* _Tasks to perform_
1. According to the passage on Isabella Stewart Gardner's legacy, in which court was her will and codicil probated?
2. Pick up the passage on Isabella Stewart Gardner's legacy after its last sentence and continue it.

* _Selected passage_
… A Museum for the education and enjoyment of the public forever …
— Will and Codicil of Isabella Stewart Gardner, probated July 23, 1924
This statement of purpose quotes directly from the Will and Codicil of Isabella Stewart Gardner, probated on July 23, 1924 in the Probate Court of Suffolk County. Through this document, Isabella declared her intent for the institution she had built and filled with masterpieces spanning the globe and the centuries. She considered the collecting of objects and the establishment of the Museum to be an act of civic leadership, improving the lives of Boston’s residents through access to beauty and the inspiration of direct encounters with art. She also had very particular views on the aesthetic experience, installing her galleries in a way that promotes intimacy, emotional response, and individual interpretation over didactic approaches governed by medium, geography, or period style.
It is the privilege and responsibility of every Gardner Museum director to interpret Isabella’s legacy for a new era and new generations of Bostonians, to ensure its relevance and sustainability in a changing society. This can be uniquely challenging in a museum that cannot collect and cannot rearrange the works of art within its historic galleries. So when I came to the Gardner, I asked myself, “Who was the public to whom Isabella bequeathed her Museum? Was Boston around 1900 anything like the Boston we know today? What civic issues did Isabella care about and how might that inform the Museum’s future?”

Records from a dataset:
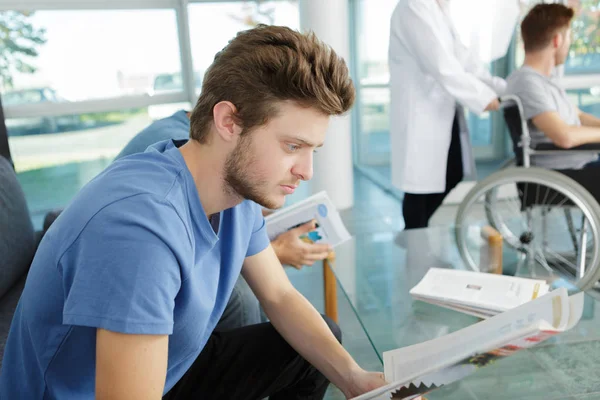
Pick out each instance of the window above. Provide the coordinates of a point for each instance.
(64, 57)
(584, 55)
(122, 67)
(212, 25)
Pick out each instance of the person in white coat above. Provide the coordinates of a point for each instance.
(432, 77)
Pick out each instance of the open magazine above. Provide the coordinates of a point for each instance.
(476, 293)
(330, 228)
(424, 367)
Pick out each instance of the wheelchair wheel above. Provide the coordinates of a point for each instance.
(544, 217)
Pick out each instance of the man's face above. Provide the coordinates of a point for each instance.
(269, 162)
(563, 51)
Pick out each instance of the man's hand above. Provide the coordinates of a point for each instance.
(364, 381)
(291, 250)
(493, 106)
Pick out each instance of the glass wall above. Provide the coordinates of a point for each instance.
(75, 92)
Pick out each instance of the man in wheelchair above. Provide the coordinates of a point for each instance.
(548, 217)
(551, 116)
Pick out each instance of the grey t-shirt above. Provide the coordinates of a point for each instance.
(539, 94)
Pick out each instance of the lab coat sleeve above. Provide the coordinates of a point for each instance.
(475, 66)
(423, 41)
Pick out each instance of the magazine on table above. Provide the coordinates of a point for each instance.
(476, 293)
(419, 369)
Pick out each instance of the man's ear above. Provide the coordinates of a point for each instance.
(557, 40)
(225, 121)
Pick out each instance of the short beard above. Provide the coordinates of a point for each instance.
(240, 180)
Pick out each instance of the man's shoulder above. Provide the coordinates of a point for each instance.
(524, 82)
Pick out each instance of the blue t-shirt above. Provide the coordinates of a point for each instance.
(177, 126)
(133, 253)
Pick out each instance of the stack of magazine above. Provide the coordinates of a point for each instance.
(419, 369)
(480, 294)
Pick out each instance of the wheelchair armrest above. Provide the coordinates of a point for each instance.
(553, 147)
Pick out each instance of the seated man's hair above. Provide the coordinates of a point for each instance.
(266, 65)
(542, 22)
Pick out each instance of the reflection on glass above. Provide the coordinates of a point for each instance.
(372, 35)
(587, 99)
(374, 133)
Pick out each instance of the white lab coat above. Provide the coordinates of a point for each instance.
(431, 74)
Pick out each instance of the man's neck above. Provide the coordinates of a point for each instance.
(541, 62)
(206, 166)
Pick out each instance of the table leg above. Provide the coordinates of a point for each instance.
(330, 288)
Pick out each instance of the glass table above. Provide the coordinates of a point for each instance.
(376, 271)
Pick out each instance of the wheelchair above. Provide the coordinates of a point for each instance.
(549, 220)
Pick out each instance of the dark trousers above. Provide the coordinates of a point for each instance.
(251, 363)
(417, 209)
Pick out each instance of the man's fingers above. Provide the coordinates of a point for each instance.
(305, 228)
(312, 257)
(315, 248)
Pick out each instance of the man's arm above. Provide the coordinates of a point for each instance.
(588, 119)
(564, 135)
(130, 366)
(302, 326)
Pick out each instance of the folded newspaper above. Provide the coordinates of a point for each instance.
(476, 293)
(419, 369)
(330, 228)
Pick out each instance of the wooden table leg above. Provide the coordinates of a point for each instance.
(490, 257)
(330, 288)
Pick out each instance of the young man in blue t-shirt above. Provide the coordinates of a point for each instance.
(242, 308)
(129, 282)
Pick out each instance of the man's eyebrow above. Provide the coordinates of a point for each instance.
(305, 142)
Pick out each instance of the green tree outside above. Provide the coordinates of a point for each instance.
(19, 45)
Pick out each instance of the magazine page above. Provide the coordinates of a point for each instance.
(484, 291)
(421, 368)
(330, 228)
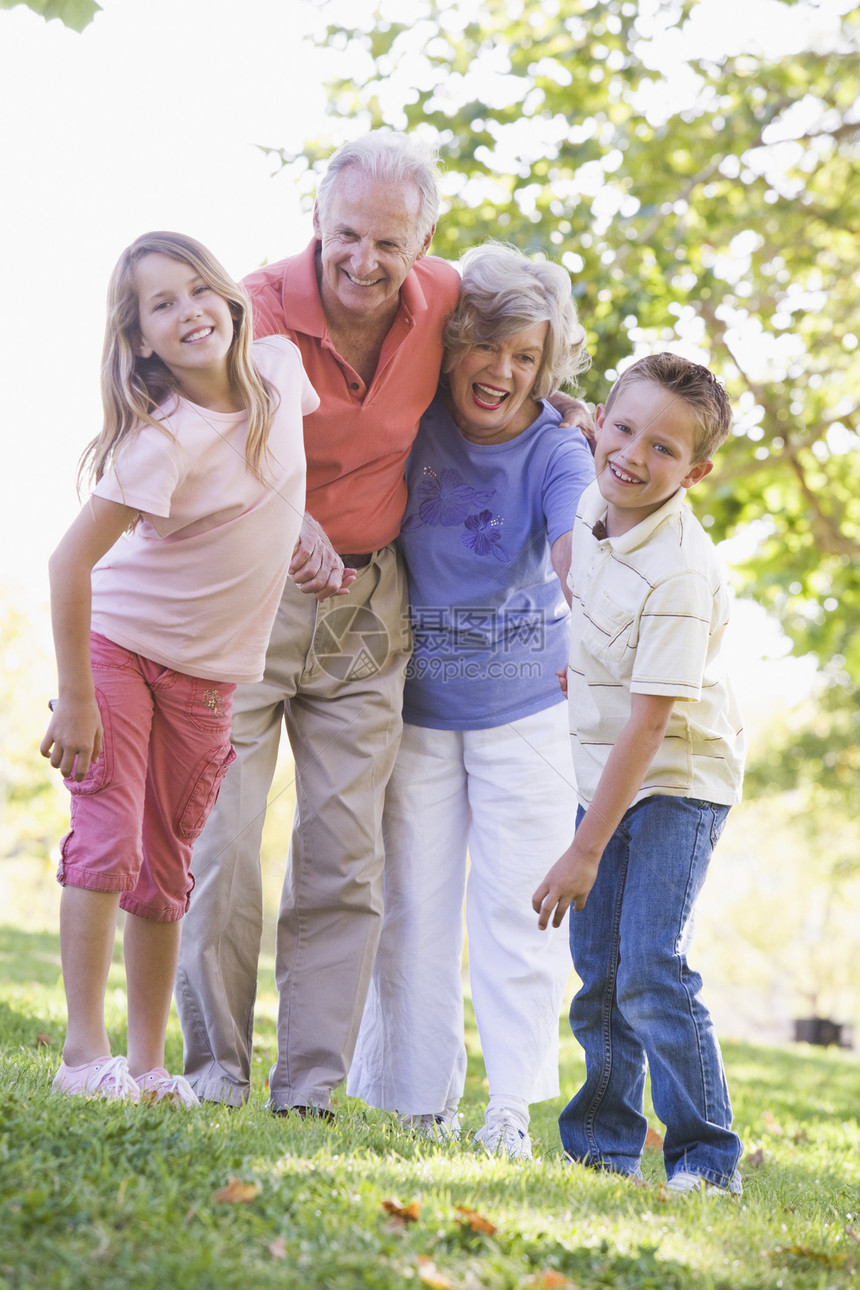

* _Answers given_
1. The Probate Court of Suffolk County.

2.
Upon my appointment in 2016, as I met people throughout the city and began to know the Gardner’s staff, I queried them on their perceptions of the Museum’s founder. I often heard the terms “bold,” “creative,” and “scandalous.” I observed that people credited Isabella with a passion for collecting, astute aesthetic judgment, adventurous patronage of artists, unconventional behavior, and indifference to the opinions of others—if not actual cultivation of a negative public image. While other scholars have explored eccentricity as a strategy adopted by upper-class women like Isabella to gain autonomy and agency within the strictures of gendered power structures, this analysis was seldom applied to Isabella in the public imagination. The public instead would sometimes see the creation of her Museum as an egocentric undertaking rather than an act of civic good. Rather than focus on the serious purpose of Isabella’s will, they privileged the somewhat frothy spirit of the phrase “C’est mon Plaisir”—translated to “It’s my pleasure”—that appears below the corporate seal and crest on the Museum’s façade. And in this view, Isabella herself had little to teach us beyond female independence and a fearless pursuit of one’s creative passions—both noble characteristics, but hardly a blueprint for an institution’s future.
However, when I began investigating the Boston Isabella encountered, I realized how closely it aligned with the city we know today. In 1900, 35% of the population here was foreign born (it was roughly 25% when I came in 2016). Although the primary countries of origin differed from current immigration trends, the challenges faced were similar, including overburdened infrastructure, needs for housing, education, and job training, particularly among women whose economic circumstances required them to work.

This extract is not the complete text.